TEXT PASSAGE

'''

If I wanted to research the same question today, I could simply load a copy of the Greek text, type the word into a search box, and have the results in seconds.

Technologies like searchable electronic text have not only changed what questions scholars are able to ask, they have changed the meaning of scholarly work altogether. The kind of rote mechanical labor that went into creating something like a concordance of Polybius used to be a staple of an academic historian’s life. While scholars have always aimed to make new discoveries and present new interpretations of the evidence, up to the late twentieth century it was understood that as a working historian, you would spend a significant amount of your productive life just reading through texts and assembling data a piece at a time, either for your own research or to make a tool for others to use.

These days, although there are still times when searching doesn’t help and you still need to just go through the text line by line, a significant amount of what historians used to do is now automated. Indexed, searchable texts with good metadata have taken the place of a lot of the more cumbersome old scholarly tools in much the same way that electronic databases have replaced the old card catalog system.

'''

THE DATA
'''

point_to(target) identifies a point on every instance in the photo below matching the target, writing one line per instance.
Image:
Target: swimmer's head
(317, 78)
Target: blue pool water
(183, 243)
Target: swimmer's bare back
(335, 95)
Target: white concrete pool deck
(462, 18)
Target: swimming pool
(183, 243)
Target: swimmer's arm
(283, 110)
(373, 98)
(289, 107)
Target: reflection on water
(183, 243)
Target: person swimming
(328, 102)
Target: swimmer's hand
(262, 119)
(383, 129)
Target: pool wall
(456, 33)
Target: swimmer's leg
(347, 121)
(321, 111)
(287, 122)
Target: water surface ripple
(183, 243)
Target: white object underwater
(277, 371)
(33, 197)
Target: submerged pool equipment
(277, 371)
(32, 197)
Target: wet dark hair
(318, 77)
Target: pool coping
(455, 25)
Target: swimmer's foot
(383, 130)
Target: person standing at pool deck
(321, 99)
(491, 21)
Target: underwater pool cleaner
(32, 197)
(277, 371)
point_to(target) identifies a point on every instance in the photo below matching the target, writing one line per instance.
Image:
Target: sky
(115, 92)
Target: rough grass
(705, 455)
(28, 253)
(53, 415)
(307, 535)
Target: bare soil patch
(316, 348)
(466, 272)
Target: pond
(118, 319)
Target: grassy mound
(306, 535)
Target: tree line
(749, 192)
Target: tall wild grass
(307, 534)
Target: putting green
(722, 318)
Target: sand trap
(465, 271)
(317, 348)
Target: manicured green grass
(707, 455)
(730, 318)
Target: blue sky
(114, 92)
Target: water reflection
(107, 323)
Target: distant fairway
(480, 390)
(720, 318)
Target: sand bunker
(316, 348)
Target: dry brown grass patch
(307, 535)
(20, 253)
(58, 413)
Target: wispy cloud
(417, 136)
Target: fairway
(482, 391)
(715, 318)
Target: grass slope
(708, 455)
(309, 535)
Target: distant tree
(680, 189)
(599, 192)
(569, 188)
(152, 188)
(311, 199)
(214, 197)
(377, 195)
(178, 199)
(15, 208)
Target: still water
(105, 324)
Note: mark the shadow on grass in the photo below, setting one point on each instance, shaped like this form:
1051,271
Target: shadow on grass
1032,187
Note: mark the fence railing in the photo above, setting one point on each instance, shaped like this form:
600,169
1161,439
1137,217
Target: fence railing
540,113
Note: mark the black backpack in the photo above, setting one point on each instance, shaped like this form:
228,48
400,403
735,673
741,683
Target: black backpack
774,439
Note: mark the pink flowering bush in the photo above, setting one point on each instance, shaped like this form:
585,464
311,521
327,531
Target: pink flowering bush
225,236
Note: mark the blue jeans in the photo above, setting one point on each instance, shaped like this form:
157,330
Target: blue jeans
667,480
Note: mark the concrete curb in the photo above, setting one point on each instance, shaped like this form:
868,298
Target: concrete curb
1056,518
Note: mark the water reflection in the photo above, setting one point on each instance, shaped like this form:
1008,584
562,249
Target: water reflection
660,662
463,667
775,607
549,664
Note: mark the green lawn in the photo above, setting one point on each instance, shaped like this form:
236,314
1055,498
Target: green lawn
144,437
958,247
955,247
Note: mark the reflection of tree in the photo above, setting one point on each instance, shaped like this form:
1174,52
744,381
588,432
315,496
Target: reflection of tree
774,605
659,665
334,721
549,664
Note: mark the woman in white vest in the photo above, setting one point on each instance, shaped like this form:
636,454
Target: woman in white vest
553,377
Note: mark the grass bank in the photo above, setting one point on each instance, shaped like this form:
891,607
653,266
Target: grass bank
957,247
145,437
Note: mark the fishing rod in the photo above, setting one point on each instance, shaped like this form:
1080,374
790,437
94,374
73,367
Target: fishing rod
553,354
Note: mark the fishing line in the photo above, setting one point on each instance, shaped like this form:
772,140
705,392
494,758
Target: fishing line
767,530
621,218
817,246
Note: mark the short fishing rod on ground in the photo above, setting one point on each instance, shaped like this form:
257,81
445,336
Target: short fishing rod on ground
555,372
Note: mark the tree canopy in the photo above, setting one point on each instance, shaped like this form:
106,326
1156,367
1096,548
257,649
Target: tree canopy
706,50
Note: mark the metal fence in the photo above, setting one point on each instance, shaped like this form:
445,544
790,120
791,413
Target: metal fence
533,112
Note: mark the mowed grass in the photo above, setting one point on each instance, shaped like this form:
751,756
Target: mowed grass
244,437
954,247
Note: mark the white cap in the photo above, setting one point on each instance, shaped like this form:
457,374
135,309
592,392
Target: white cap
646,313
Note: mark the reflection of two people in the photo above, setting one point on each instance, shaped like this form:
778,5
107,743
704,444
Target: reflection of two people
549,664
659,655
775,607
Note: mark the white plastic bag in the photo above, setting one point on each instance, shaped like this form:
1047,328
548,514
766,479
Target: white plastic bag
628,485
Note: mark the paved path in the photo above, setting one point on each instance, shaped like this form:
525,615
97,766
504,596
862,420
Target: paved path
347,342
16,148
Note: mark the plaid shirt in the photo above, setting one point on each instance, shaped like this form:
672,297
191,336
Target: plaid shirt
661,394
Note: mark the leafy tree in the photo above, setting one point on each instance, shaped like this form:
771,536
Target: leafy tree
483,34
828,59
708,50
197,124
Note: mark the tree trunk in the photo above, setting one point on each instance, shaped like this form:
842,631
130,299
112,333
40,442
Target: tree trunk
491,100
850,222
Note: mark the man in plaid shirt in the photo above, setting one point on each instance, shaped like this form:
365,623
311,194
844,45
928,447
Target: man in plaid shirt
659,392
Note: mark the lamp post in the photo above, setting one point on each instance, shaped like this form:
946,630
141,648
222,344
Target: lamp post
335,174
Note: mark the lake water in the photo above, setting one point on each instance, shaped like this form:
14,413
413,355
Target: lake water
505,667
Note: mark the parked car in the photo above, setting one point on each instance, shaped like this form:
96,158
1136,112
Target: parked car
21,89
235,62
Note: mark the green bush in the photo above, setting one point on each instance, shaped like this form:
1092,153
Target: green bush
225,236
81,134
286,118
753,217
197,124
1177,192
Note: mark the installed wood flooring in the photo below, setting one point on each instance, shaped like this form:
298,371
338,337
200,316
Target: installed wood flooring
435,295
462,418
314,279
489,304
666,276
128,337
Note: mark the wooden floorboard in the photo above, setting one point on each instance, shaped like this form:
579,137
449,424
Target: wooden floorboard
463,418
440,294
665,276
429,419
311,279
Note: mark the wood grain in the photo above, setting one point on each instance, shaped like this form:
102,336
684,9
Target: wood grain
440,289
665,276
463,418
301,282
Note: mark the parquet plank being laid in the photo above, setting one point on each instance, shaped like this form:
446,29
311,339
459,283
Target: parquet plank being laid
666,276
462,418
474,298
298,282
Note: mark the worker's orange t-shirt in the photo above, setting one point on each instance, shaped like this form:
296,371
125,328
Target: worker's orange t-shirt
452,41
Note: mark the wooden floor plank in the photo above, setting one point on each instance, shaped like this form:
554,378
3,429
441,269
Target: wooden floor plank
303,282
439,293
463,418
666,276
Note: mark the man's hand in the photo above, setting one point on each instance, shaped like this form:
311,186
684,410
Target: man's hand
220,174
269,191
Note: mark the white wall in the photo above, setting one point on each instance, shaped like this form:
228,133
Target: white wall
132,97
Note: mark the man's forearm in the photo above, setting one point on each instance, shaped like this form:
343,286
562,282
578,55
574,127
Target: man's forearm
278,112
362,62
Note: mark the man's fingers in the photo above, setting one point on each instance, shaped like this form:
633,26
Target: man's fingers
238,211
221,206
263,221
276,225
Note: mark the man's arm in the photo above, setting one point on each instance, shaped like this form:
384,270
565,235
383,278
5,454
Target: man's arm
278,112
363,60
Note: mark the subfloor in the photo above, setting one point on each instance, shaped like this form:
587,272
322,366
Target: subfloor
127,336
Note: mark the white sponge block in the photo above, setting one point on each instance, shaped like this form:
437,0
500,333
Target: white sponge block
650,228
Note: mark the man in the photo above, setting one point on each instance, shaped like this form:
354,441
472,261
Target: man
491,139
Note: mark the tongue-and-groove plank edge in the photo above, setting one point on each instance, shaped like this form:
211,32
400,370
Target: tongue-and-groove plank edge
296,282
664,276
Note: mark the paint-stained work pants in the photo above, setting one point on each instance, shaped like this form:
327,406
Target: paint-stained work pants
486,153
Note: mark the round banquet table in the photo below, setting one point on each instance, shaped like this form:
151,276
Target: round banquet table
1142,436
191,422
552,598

'''

INSTRUCTIONS TO FOLLOW
How would the passage on searchable texts and historians' work go on? Continue it from its final sentence.

SOLVED PROBLEM
This is a change I fully approve of. I have no nostalgia for the old days. I am not shaking my cane at the clouds complaining about kids these days who don’t have to use a concordance in the snow uphill both ways. Making basic information more readily available and easier to probe in new and unexpected ways leads to better questions and more interesting arguments about history, and both scholarly and non-specialist audiences benefit from the wealth of new research that modern tools have made possible.

Now, some have tried to present artificial intelligence as a new revolution in scholarship parallel to the development of searchable catalogs and texts. Just as searchable texts allow us to skip the tedious and unrewarding work of slogging through sources word by word gathering references by hand, so an LLM can save us the tedious work of reading through the existing literature finding the answers to questions so we can spend more time focusing on our own research interest. I find this argument unpersuasive for two reasons.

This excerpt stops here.